--- Start ---

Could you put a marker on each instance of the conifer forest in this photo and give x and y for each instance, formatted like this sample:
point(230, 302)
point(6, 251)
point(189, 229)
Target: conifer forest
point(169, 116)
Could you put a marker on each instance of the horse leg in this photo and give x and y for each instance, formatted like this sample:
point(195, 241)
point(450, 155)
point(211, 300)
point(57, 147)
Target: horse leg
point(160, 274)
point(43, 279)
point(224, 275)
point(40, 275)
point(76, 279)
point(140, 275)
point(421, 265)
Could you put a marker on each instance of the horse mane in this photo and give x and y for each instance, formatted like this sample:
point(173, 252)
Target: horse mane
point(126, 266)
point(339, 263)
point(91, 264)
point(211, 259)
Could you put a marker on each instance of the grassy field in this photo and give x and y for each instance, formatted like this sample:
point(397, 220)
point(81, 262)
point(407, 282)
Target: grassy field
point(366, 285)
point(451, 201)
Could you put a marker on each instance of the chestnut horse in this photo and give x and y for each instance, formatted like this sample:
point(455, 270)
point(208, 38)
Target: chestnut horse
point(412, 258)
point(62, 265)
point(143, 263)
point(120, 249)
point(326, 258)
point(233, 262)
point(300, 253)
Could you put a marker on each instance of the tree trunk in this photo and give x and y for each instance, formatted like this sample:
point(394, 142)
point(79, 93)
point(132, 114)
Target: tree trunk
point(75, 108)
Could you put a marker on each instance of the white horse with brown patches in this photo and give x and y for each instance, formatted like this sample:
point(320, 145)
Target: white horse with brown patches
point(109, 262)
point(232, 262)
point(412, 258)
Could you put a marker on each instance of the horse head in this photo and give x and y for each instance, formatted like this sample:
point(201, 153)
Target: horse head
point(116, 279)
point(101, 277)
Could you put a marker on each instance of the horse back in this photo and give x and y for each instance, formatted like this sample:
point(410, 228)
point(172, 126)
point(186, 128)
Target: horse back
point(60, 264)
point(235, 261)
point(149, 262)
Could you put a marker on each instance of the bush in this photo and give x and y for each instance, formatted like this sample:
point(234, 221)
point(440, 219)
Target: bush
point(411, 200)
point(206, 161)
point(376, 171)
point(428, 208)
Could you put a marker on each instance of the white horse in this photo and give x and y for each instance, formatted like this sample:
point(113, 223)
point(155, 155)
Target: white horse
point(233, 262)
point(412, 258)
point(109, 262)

--- End ---
--- Start ---

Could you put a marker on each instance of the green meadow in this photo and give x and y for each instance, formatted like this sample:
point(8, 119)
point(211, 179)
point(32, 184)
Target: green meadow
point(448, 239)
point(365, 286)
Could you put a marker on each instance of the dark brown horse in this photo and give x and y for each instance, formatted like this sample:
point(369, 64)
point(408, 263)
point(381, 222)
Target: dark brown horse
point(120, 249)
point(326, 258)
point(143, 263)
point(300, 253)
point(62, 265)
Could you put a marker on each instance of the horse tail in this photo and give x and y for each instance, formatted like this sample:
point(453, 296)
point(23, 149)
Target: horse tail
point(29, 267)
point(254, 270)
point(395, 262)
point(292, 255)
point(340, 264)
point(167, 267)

--- End ---

REQUIREMENT: Please print, word for word, every line from the one with "Could you put a marker on each instance of the conifer" to the one with "point(169, 116)", both included.

RESPONSE:
Could you put a marker on each instance of the conifer forest in this photo and give x and y for each instance, formatted like this sample:
point(230, 302)
point(6, 251)
point(189, 229)
Target: conifer forest
point(169, 116)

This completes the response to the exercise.